The request:
Change "drop a point on it" to "mark it with a point" everywhere it occurs in the items below, keeping all other text the same. Write the items out again without the pictures.

Data records
##############################
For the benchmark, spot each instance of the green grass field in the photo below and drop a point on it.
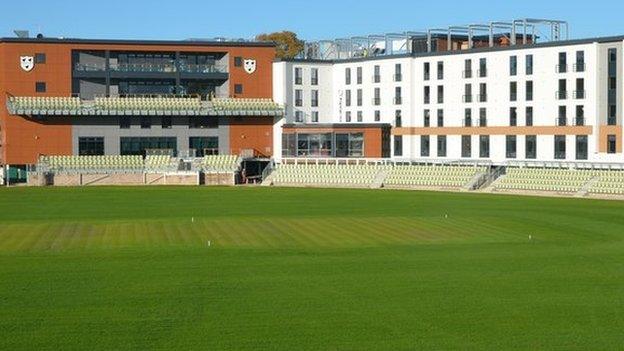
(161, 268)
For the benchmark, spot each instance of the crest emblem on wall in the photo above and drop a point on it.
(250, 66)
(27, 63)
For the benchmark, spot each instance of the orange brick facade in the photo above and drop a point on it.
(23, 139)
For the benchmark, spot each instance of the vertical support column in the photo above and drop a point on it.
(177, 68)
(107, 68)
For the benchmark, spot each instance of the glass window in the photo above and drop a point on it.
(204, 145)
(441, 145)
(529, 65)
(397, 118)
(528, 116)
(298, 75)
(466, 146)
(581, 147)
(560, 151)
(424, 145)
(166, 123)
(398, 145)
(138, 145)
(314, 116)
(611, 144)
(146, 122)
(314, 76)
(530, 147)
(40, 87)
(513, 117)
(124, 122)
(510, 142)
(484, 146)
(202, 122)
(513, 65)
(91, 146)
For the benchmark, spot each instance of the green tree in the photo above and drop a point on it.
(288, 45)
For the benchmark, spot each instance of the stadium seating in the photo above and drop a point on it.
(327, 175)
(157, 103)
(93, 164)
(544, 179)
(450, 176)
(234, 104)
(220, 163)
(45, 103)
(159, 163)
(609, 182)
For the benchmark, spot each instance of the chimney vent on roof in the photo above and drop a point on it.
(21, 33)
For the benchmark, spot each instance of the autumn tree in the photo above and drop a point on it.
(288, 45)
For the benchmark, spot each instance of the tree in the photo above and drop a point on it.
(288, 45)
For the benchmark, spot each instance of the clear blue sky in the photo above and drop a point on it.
##############################
Response to the exercise:
For the benchmark, spot each instance of the green grass field in the photo below and mark it with a point.
(161, 268)
For the benchmark, spot each instance of the crest emblem on wall in the photo above and mark it with a point.
(250, 66)
(27, 63)
For the benchmark, spot each instance of the orange brick facade in the photo above and mark it with a point.
(23, 139)
For the benchmark, spot each instance of the vertical support column in the photo above and mark it with a point.
(177, 68)
(107, 68)
For the benchmark, spot each instance of the glass window in the photo above and mark it with a point.
(204, 145)
(441, 145)
(529, 65)
(397, 118)
(528, 116)
(298, 75)
(466, 146)
(581, 147)
(560, 151)
(424, 145)
(166, 123)
(398, 145)
(138, 145)
(314, 116)
(611, 144)
(146, 122)
(314, 76)
(530, 147)
(40, 87)
(513, 117)
(124, 122)
(510, 142)
(484, 146)
(202, 122)
(513, 65)
(91, 146)
For the benchmark, spot each instance of the green tree in the photo above and mark it with a point.
(288, 45)
For the benchmark, spot each instance of the stadium seating in the photo above and mark it with a point.
(327, 175)
(157, 103)
(93, 164)
(544, 179)
(450, 176)
(234, 104)
(220, 163)
(45, 103)
(159, 163)
(609, 182)
For the benchmark, spot each instance of the chimney vent on roof in the photo above and mark it with a point.
(21, 33)
For the benchmark, spot each instance of the autumn tree in the photo above and mark it with a point.
(288, 45)
For the benchmark, spot each instance of the tree in the photo above and mark it with a point.
(288, 45)
For the benchmark, spot each instance of the clear blue sky in the photo above and mark it with a point.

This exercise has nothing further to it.